The main theme of the paper is to propose a set of innovative models in a hybrid 
modelling methodology. In doing so, we propose an integration of tools in a dynamic 
framework and demonstrate the benefits of such analysis through applying these 
techniques to case studies. Although different models are applied to the two case 
studies, a comparison is then performed between the two cases in terms of their 
features and type of analysis performed.  

Studies related to humanitarian operations (HO) and crisis management (CM) 
have identified the lack of adequate empirical data as a common challenge found in 
the majority of the research work (Starr & Van Wassenhove, 2014). The final link in 
the humanitarian supply chain, that is, contact with beneficiaries of HO, was 
addressed by Balcik & Ak (2014), and again the data challenge was highlighted in this 
work. Procurement issues in HO were also addressed (Eftekhar et al., 2014). There 
were also other lines of investigation, including one related to the incorporation of IT-
enabled multi-agency HO to enhance mutual benefits in refugee camps (Ergun et al., 
2014). Differentiation of goals and objectives in HO (Gralla et al., 2014), and the 
concept of trading off between two conflicting objectives of equity towards 
beneficiaries versus cost-efficiency in HO, were also investigated (McCoy & Lee, 
2014).  

HO and CM may vary from one disaster to another depending on the type and 
scale of the disasters. A disaster may be classified with respect to its cause and level 
of controllability from a purely natural disaster, almost out of causal control, up to a 
purely man-made disaster with high controllability. The scale could also reflect the 
effects, ranging from a small local disaster with minor impacts and losses to a large 
national/international scale with major impacts and casualties. HO&CM could aid 
both categories with respect to various causes and effects. It has been noted that 
experience gained from disaster management assists the stakeholders involved to 
take decisions and promotes the effective establishment of response (Gupta et al., 
2016).

▸ Stated problem
List every source the humanitarian operations excerpt cites in parentheses, giving the authors and year for each.

▸ Dataset extract
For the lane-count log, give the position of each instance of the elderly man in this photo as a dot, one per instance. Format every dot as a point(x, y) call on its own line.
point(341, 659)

▸ Answer below
Starr & Van Wassenhove, 2014
Balcik & Ak, 2014
Eftekhar et al., 2014
Ergun et al., 2014
Gralla et al., 2014
McCoy & Lee, 2014
Gupta et al., 2016